**Задания:**
**A)** Какого права, согласно фрагменту интервью о Европе, нет у европейского парламента?
**B)** Воспроизведите дословно часть фрагмента интервью о Европе от слов «Для начала необходимо» до слов «это можно сделать.».
**C)** Напишите продолжение фрагмента интервью о Европе, начиная сразу после его последнего предложения.

---------- Фрагмент текста ----------

Вы хотите сказать, что им нравится идея, но не то, как она исполняется?
Да, в значительной степени так и есть. В своей презентации я пыталась донести мысль о том, что если посмотреть на социальные сети, видно, молодежь в основном выступает за другую Европу. Проблема в том, что сейчас у нас все крутится вокруг интеграции – должно быть ее больше или меньше. А это неправильная постановка вопроса. Если спрашивать именно так, то люди ответят «меньше», потому что с учетом всего происходящего в данный момент они хотят большей обособленности. Поэтому мы должны предложить им другую модель, и сторонников этой идеи легко будет найти, потому что люди в большинстве своем не готовы отказаться от концепции объединенной Европы.
Как бы вы переопределили Европу, идею ЕС, чтобы люди сказали ей «да»?
Для начала необходимо изменить структуру парламента. Люди должны чувствовать европейскую демократию. Европейская демократия в том виде, как она есть, далека от сердец и сознания людей, мало кто понимает, что делает европейский парламент, еврокомиссия и Совет Европы. Это очень замысловатая тройственная структура. И она не соответствует тому, что на уровне национальных правительств называется демократией Монтескьё, согласно которой есть парламент, который принимает решения, и есть исполнительная власть, которая следит за исполнением прав. У нас нет четкой понятной системы контроля над исполнением решений парламента и у европейского парламента нет права на инициативы, и это не нормально. Я думаю, необходимо изменить европейские институты и сделать Европу и европейскую демократию более понятной и прозрачной для населения. Я думаю, это можно сделать.

---------- Извлеченные данные ----------

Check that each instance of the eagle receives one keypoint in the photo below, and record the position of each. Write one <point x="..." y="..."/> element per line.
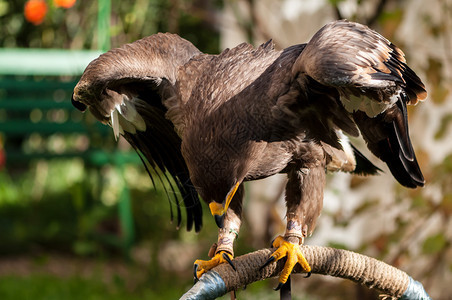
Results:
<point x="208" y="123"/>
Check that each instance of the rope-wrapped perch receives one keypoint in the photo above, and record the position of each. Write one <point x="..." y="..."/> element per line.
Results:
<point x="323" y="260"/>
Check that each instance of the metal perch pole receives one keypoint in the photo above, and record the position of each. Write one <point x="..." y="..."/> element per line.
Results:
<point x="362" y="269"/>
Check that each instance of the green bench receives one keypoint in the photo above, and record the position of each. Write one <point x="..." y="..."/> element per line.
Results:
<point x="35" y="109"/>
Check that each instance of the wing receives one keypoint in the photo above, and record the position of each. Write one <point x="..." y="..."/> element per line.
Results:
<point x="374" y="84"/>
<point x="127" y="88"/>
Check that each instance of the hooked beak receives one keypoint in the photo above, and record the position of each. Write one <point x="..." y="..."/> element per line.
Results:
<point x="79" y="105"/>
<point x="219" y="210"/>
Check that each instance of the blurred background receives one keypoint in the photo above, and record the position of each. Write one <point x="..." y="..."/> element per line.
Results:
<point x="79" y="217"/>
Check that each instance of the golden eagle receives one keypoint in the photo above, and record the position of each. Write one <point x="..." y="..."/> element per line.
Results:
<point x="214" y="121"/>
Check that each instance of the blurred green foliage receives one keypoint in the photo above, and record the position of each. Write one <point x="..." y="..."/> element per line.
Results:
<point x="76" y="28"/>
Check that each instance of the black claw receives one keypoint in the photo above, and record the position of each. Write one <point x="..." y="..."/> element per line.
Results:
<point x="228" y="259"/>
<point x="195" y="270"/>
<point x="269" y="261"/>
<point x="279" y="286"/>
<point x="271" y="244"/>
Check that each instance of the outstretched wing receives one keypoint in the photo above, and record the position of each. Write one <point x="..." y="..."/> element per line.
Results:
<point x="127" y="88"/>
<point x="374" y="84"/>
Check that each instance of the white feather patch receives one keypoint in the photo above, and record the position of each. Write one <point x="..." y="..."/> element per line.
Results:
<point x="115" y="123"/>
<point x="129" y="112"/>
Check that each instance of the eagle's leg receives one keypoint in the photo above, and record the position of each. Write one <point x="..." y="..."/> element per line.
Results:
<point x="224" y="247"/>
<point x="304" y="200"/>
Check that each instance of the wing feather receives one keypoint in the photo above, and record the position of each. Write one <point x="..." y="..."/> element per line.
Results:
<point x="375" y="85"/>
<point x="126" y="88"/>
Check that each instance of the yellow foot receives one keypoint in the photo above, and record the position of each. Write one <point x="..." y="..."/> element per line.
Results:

----------

**Итоговые ответы:**
**A)** Права на инициативы.

**B)**
Для начала необходимо изменить структуру парламента. Люди должны чувствовать европейскую демократию. Европейская демократия в том виде, как она есть, далека от сердец и сознания людей, мало кто понимает, что делает европейский парламент, еврокомиссия и Совет Европы. Это очень замысловатая тройственная структура. И она не соответствует тому, что на уровне национальных правительств называется демократией Монтескьё, согласно которой есть парламент, который принимает решения, и есть исполнительная власть, которая следит за исполнением прав. У нас нет четкой понятной системы контроля над исполнением решений парламента и у европейского парламента нет права на инициативы, и это не нормально. Я думаю, необходимо изменить европейские институты и сделать Европу и европейскую демократию более понятной и прозрачной для населения. Я думаю, это можно сделать.

**C)**
Знаете, даже в Венгрии и Польше есть много людей, которые хотят принимать эмигрантов. Но национальное правительство блокирует решения. Нам нужно больше говорить о предпочтениях общества, чем о национальных интересах. По-моему, уже пора заканчивать играть в политику, будь то на уровне правительства стран еврозоны, будь то на уровне вопросов о беженцах. Для сравнения посмотрите на Европу в контексте греческого кризиса. Точку зрения определяет не то, кем вы являетесь - греком или немцем, а то кто вы - левый вы или правый. И именно это также определяет ваше отношение к политике жесткой экономии. Политика жесткой экономии никак не соотносится с тем, что вы являетесь немцем. Отношение к этой политике зависит от того, хотите ли вы жесткую систему или либеральную.
Но часто все сводится к вопросу цены. В большинстве случаев все сводится к вопросу «кто будет платить», так? Это касается и проблемы беженцев. Очень часто причина, по которой продолжаются споры по этим вопросам, заключается в том, кто поможет беженцам, и кто будет финансировать эту помощь.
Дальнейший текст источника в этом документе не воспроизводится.